____ Excerpt provided
Use of constant caches for large data?

What is the maximum size of the constant memory pool one can create? For several applications I have in mind there are large blocks of coordinate data where every element is used by every thread. The constant memory seems like the ideal place to store these values since every thread in a warp will access the same constants at the same time, thus providing the register-speed access (once cached)
described in the CUDA programming guide. Since none of the examples demonstrate the use of constant memory I’m curious if the constant memory can be of arbitrary size, or if they are only statically allocated items limited to 64KB or less. (the size 64KB is mentioned on page 49 of
the CUDA programming guide). The caching behavior of constant memory is highly desirable
for the access patterns my application will use, so if it’s possible to create large (10MB or more) constant arrays, that would be highly desirable. If not, then perhaps texture memory is the next best option. Any comments you have are appreciated.


I’ve tried using cudaMemcpyToSymbol() to a constant array of fixed size, but I seem to get garbage out of the constant array regardless. I defined:

__constant__ float4 dstuff;

then later in the code I have:

  float *hstuff = (float *) malloc(SIZE*4 * sizeof(float));

 ... init the hstuff array with data which will go into the constant array

cudaMemcpyToSymbol("dstuff", hstuff, 4 * SIZE * sizeof(float), cudaHostToDevice);

(no errors occur on this call)

Then inside the kernel, I reference the constant data in a loop that looks roughly like:


  for (index=0; index<SIZE; index++) {

    float dx = coor.x - dstuff[index].x;

    float dy = coor.y - dstuff[index].y;

    float dz = coor.z - dstuff[index].z;

    float r_1 = 1.0 / sqrt(dx*dx + dy*dy + dz*dz);

    sum += stuff[index].w * r_1;


I'm getting gibberish out of the constant buffer however..
________
**Prompt 1:** In the CUDA constant memory post, on what page of the CUDA programming guide is the 64KB size mentioned?
**Prompt 2:** Reproduce the CUDA constant memory post from "float *hstuff = (float" to "on this call)".
**Prompt 3:** Write the next part of the CUDA constant memory post, picking up after its final line.
____ Records
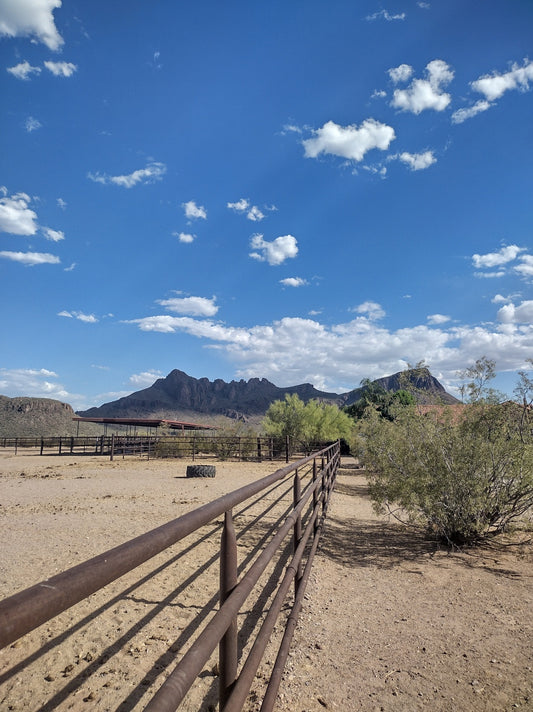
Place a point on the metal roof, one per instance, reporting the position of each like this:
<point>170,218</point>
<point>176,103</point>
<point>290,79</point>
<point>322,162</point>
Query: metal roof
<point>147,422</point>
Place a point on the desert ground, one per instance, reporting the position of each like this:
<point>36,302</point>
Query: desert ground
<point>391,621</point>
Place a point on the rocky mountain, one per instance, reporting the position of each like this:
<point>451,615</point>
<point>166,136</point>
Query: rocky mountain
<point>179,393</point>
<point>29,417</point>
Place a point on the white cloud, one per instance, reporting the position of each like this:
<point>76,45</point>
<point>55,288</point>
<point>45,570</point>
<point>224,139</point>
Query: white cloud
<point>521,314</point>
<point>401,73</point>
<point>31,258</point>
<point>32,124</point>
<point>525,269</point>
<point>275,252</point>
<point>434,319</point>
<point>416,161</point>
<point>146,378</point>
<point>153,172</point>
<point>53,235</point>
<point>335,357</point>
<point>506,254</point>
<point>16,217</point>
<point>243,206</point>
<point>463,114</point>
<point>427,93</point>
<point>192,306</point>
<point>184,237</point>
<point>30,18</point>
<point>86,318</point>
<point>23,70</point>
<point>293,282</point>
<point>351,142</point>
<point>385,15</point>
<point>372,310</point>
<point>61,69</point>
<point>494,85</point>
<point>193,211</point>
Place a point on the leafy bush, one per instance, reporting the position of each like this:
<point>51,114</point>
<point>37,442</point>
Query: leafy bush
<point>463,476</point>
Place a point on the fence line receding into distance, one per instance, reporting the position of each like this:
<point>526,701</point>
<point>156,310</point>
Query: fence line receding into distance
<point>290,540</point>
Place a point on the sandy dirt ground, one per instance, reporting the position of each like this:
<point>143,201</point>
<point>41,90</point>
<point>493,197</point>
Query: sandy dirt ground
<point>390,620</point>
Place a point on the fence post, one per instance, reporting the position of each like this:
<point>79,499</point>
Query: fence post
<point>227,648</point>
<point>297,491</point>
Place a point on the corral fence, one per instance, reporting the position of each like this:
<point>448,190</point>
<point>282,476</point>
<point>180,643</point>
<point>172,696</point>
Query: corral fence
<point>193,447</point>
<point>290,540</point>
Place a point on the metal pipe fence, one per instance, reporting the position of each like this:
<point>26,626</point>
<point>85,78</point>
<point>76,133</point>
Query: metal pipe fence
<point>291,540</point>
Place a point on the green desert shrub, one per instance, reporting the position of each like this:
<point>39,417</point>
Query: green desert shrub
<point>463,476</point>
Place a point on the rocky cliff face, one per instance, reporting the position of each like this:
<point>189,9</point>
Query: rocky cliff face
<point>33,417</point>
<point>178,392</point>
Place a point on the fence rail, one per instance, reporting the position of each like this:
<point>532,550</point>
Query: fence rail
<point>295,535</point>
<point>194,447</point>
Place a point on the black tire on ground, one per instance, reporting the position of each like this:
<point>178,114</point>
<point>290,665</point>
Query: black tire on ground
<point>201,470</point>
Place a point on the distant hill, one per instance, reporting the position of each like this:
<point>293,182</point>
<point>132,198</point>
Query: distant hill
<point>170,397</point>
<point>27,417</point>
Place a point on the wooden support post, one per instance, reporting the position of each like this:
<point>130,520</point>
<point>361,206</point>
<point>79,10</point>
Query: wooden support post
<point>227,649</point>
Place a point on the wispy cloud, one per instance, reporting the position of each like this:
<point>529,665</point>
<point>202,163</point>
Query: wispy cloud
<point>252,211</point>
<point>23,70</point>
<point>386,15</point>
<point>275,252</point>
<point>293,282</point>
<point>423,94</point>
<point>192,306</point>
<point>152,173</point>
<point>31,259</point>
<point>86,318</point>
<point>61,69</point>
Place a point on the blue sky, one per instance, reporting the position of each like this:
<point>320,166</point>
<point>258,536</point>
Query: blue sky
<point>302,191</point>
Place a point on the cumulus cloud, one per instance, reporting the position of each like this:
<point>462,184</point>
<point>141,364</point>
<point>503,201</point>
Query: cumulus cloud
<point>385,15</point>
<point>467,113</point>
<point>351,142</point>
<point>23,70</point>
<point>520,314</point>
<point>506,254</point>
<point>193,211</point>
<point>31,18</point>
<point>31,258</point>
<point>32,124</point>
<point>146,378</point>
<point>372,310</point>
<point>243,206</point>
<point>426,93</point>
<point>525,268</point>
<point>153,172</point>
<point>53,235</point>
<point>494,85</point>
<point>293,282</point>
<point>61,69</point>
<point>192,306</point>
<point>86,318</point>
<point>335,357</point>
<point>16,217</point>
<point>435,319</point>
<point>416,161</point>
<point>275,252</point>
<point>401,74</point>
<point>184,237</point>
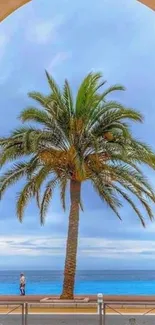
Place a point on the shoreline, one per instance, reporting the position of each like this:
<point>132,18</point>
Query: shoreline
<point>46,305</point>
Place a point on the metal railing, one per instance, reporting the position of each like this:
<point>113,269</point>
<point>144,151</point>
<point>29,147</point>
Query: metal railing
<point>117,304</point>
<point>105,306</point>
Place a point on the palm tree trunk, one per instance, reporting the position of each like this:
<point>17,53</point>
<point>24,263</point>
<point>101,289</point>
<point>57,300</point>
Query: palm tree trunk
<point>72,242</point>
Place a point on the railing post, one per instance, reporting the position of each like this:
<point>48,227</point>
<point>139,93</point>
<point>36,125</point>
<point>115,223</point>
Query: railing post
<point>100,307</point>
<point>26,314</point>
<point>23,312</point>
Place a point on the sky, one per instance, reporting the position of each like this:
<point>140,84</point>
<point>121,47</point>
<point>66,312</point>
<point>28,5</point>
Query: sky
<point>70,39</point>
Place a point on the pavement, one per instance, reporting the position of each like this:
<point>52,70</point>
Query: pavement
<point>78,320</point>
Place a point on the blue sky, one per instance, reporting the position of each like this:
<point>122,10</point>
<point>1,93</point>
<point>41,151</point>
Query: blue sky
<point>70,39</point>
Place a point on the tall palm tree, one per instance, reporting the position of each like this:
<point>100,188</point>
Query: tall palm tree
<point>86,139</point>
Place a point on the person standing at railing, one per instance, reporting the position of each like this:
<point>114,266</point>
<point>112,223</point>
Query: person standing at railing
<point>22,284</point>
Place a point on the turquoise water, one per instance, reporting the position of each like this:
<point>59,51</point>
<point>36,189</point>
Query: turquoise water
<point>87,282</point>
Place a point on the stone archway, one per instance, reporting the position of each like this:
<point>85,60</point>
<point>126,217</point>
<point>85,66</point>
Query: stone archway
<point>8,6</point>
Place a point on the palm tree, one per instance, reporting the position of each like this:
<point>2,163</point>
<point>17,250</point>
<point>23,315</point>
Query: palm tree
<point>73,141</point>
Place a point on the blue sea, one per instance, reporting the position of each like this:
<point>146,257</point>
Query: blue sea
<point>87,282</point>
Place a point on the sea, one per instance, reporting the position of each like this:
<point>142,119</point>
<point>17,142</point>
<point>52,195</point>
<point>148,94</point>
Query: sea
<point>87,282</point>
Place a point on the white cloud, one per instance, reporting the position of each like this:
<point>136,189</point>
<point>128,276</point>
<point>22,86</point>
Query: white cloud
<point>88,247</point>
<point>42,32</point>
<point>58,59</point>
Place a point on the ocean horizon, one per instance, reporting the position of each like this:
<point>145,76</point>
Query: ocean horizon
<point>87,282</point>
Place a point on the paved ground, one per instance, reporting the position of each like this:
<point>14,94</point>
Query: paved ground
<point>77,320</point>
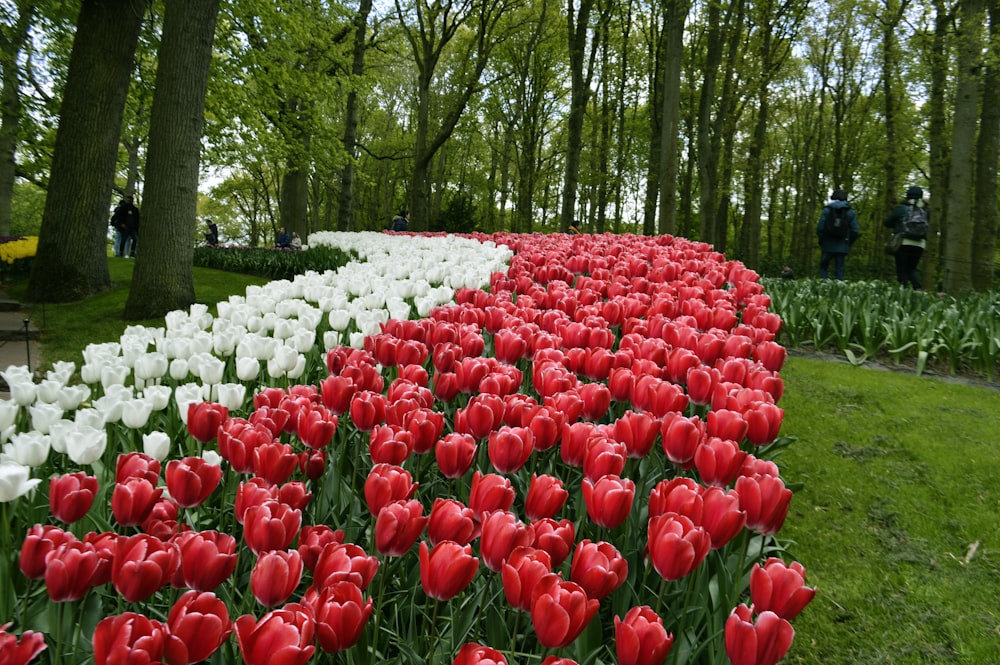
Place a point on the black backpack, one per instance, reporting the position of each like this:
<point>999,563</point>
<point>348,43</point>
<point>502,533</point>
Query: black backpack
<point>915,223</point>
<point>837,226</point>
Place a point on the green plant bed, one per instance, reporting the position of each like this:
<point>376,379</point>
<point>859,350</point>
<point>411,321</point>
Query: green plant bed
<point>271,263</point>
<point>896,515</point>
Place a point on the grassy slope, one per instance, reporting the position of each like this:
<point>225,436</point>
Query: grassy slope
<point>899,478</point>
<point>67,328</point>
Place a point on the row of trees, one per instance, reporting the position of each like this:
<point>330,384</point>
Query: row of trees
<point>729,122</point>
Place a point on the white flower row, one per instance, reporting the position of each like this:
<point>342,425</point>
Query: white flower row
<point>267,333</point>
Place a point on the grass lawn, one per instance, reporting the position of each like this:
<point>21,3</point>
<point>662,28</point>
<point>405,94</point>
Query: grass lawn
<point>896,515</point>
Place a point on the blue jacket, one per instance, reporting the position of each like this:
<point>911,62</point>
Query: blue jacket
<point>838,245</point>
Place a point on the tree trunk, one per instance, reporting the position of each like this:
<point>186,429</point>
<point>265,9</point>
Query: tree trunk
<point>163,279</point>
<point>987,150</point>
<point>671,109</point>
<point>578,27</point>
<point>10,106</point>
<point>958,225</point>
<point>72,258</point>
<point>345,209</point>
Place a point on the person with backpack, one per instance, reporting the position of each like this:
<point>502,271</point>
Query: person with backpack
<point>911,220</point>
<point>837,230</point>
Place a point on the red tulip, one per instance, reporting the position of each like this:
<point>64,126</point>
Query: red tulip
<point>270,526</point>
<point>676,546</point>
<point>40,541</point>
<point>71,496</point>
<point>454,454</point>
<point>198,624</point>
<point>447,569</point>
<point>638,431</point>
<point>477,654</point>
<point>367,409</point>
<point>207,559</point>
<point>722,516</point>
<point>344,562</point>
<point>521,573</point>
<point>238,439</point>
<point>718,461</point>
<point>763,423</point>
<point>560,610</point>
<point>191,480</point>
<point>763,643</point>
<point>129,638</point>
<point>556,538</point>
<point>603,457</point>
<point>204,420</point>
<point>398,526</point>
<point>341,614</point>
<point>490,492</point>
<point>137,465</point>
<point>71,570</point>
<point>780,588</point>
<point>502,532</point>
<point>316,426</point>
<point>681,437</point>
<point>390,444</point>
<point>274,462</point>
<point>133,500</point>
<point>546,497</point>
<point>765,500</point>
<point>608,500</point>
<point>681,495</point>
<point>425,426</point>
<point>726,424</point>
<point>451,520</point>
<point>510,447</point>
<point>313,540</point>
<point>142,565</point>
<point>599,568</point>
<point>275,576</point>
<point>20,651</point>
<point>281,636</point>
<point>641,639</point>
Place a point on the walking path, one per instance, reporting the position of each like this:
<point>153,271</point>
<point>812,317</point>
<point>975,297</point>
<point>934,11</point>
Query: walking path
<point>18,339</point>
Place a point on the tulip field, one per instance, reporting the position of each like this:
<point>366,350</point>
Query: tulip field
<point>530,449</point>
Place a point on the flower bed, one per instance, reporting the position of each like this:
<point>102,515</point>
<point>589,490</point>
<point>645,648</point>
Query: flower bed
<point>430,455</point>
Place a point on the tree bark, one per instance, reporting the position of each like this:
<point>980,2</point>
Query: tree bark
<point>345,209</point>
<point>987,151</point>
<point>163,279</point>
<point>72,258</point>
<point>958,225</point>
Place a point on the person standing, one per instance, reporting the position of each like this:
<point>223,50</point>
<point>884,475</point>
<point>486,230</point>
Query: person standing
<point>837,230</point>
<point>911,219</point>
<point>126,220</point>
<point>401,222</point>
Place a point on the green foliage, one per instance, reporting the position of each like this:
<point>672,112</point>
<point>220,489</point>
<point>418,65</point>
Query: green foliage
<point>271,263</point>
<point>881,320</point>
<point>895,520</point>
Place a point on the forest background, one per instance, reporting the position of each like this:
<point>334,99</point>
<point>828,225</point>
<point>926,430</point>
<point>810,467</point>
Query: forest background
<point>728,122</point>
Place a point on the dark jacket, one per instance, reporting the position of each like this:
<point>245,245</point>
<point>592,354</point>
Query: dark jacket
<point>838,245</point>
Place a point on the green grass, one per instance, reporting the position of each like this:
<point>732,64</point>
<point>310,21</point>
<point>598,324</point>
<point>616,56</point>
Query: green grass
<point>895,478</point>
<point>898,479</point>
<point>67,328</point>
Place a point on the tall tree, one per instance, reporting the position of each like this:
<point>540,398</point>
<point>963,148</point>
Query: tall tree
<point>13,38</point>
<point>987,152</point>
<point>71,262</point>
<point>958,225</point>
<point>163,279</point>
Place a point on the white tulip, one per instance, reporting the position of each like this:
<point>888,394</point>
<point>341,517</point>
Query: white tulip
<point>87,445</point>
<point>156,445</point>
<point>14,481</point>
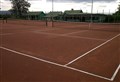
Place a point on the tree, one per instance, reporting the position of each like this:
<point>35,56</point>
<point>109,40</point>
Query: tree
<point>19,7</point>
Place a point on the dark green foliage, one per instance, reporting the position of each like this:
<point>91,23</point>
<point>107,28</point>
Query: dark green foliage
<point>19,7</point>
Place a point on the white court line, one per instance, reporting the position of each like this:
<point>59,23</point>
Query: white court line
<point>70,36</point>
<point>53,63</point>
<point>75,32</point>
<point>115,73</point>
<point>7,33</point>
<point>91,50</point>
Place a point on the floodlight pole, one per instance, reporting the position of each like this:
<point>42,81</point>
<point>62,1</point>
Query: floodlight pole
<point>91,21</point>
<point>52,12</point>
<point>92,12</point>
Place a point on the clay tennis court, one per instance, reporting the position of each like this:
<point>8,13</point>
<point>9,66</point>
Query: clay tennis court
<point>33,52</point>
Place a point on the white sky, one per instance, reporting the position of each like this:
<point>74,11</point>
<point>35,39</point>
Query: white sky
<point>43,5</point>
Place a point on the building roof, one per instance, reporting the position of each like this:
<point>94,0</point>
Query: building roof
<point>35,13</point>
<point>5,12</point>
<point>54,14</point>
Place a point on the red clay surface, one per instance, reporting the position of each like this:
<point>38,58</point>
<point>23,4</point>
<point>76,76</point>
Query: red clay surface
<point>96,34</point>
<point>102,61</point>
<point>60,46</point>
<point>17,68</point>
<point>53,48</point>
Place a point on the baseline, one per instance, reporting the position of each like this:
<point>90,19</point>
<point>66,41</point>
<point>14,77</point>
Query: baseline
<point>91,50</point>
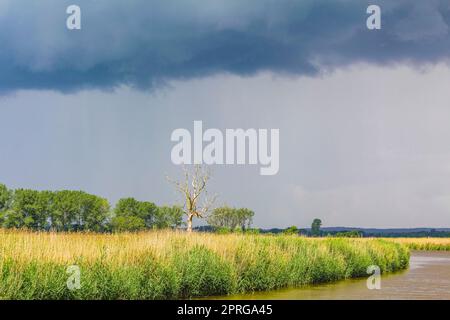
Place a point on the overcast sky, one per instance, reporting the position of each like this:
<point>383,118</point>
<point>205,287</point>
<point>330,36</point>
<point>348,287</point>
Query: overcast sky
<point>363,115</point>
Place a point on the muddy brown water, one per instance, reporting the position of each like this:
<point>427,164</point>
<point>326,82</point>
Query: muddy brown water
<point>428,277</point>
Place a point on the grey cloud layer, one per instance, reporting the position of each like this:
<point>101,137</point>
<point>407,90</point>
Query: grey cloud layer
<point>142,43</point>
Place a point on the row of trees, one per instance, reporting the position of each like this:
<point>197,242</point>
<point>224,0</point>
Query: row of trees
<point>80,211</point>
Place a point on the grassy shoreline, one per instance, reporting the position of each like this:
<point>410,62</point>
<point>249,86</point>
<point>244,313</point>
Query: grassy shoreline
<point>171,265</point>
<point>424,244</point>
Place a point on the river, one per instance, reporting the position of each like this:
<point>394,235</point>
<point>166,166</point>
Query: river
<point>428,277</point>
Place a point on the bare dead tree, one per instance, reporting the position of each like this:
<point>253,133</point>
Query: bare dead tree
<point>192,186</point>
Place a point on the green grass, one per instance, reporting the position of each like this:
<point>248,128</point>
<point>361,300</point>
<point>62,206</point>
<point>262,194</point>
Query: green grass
________
**Expected output 1:** Page 49.

**Expected output 2:**
float *hstuff = (float *) malloc(SIZE*4 * sizeof(float));

 ... init the hstuff array with data which will go into the constant array

cudaMemcpyToSymbol("dstuff", hstuff, 4 * SIZE * sizeof(float), cudaHostToDevice);

(no errors occur on this call)

**Expected output 3:**
First, always check for errors after you call a CUDA function (like cudaMemcpy) using cudaGetLastError / cudaGetErrorString. (Edit: always check for errors in your DEBUG build – error checking is not free so you might want to check less frequently in a release build, or only on mallocs.)

Second, what size are you trying to allocate? To answer your first question, I believe the max allocatable size is 64KB.


I did check for errors, but none occured. I tried various sizes, but found that allocating much more than 16KB would cause the kernel not to execute. (vague invalid parameter error occurs if the size is too big…)


Actually the size that caused the kernel not to execute was more like 64KB, I’ll re-check it later today to make sure.

OK, someone here pointed out your problem:

cudaMemcpyToSymbol("dstuff", hstuff, 4 * SIZE * sizeof(float), cudaHostToDevice);

Passing “cudaHostToDevice” as the last parameter is incorrect. cudaMemcpyToSymbol ALWAYS copies from host to device (by definition). The fourt parameter is an offset into the array named by the symbol to which you want to copy the data. You probably wanted 0 here.

Also, you should use dstuff, not “dstuff”.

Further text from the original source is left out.